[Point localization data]
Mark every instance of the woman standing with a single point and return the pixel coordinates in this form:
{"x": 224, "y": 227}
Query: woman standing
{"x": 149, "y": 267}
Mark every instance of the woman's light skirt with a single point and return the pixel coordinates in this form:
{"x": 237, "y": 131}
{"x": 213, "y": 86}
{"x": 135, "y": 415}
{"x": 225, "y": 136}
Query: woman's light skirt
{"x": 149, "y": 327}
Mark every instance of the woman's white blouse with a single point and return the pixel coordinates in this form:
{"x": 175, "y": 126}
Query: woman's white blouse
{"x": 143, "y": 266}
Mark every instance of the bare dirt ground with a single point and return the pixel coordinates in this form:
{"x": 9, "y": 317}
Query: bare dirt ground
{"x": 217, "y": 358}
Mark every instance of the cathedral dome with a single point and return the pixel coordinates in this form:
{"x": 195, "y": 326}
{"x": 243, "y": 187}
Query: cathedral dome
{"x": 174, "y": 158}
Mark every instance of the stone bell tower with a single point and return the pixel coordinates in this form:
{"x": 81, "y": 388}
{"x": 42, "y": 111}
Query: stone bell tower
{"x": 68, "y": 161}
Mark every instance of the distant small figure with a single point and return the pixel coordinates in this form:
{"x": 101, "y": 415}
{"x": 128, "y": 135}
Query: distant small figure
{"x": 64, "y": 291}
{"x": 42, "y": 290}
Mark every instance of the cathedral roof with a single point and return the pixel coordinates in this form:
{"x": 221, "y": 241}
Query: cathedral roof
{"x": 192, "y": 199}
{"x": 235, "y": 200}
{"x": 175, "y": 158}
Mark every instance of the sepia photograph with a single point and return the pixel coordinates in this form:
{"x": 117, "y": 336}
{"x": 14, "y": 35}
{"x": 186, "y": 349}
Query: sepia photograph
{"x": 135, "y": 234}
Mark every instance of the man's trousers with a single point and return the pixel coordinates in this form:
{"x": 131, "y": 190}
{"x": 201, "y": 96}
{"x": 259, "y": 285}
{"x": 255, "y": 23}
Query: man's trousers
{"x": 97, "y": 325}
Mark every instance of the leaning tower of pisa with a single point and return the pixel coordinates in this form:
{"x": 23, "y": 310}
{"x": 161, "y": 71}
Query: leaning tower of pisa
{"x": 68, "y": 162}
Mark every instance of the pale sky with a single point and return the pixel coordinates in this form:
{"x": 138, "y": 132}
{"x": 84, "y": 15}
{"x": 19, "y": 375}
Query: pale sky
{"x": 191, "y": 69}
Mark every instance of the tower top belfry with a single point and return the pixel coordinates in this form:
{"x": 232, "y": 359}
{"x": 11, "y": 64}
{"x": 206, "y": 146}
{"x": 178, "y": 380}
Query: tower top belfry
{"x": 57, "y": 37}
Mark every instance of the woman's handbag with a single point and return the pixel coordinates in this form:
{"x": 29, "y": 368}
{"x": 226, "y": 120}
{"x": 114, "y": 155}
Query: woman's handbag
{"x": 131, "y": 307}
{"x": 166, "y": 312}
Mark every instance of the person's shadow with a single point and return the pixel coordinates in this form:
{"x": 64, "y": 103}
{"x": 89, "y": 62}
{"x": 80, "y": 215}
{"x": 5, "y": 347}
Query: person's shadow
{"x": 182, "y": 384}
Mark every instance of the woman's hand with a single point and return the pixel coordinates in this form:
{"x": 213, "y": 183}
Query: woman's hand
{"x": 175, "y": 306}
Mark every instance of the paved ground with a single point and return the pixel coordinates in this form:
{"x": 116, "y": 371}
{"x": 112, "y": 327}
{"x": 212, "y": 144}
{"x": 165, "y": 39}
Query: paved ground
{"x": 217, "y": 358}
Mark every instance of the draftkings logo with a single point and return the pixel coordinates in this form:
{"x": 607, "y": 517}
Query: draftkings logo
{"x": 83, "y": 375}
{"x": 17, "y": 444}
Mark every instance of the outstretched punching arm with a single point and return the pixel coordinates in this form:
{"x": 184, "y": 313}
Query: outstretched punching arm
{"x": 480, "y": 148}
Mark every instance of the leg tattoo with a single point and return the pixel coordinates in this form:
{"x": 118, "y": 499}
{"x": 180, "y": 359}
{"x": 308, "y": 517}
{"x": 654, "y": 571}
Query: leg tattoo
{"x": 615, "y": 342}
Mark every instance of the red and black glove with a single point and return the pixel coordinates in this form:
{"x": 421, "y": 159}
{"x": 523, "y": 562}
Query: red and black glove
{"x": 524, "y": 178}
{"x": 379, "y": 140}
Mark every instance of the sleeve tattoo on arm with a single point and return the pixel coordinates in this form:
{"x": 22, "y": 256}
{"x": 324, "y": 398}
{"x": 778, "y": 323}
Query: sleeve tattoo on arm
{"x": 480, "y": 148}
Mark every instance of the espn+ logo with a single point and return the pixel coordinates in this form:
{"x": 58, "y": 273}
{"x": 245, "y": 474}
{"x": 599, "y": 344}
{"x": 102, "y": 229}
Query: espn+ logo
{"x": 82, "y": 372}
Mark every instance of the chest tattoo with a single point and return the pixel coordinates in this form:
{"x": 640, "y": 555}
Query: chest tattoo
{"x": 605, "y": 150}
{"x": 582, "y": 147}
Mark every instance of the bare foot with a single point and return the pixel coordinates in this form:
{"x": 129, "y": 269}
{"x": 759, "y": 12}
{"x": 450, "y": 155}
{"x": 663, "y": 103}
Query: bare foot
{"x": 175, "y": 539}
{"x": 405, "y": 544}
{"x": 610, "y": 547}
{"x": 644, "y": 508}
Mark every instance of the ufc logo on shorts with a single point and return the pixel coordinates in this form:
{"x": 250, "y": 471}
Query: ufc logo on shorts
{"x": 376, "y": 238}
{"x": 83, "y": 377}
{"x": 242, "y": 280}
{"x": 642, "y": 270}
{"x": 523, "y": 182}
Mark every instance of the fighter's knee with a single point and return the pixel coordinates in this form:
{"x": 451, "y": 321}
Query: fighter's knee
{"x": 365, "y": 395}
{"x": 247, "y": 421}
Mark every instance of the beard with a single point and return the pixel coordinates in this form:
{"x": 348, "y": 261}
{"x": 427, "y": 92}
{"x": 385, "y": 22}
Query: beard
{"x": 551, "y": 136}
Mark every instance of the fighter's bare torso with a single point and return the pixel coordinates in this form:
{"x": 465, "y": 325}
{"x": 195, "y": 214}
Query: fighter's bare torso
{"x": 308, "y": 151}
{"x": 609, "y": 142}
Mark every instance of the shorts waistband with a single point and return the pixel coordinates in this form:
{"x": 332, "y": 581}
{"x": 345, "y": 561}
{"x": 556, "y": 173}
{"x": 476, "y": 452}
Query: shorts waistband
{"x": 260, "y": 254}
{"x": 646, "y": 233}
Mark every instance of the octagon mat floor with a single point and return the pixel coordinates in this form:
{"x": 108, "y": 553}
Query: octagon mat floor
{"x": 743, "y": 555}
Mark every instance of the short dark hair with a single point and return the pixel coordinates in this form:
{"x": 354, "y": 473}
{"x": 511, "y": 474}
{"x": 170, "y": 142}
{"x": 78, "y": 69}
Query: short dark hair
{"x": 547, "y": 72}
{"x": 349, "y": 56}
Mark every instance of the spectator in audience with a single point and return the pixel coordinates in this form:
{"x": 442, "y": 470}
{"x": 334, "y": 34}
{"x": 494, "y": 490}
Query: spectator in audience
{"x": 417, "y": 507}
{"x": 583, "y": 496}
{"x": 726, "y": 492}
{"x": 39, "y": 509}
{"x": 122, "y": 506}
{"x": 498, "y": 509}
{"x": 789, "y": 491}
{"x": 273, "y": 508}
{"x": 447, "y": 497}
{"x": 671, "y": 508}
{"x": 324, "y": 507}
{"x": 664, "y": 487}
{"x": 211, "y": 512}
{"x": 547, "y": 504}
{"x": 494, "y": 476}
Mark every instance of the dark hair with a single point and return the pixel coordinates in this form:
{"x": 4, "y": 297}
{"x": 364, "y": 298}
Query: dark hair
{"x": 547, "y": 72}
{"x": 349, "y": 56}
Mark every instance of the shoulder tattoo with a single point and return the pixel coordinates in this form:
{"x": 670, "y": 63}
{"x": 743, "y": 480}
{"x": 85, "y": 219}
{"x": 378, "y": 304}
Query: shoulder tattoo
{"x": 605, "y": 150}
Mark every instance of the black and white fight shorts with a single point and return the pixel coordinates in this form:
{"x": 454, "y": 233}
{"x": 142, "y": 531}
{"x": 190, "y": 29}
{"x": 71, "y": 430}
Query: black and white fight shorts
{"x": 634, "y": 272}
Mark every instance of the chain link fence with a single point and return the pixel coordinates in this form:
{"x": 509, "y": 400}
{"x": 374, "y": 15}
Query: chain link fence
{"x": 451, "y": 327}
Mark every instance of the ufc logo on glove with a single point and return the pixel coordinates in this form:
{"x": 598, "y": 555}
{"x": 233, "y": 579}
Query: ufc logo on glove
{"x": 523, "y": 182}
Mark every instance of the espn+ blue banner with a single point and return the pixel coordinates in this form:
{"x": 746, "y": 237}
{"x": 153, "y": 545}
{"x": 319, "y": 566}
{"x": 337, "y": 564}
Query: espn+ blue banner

• **Your assignment**
When the entries above show the word "banner" in a line, copy that line out.

• **Your solution**
Mark every instance of the espn+ blue banner with a single point and return the pixel coordinates in this form:
Query: espn+ blue banner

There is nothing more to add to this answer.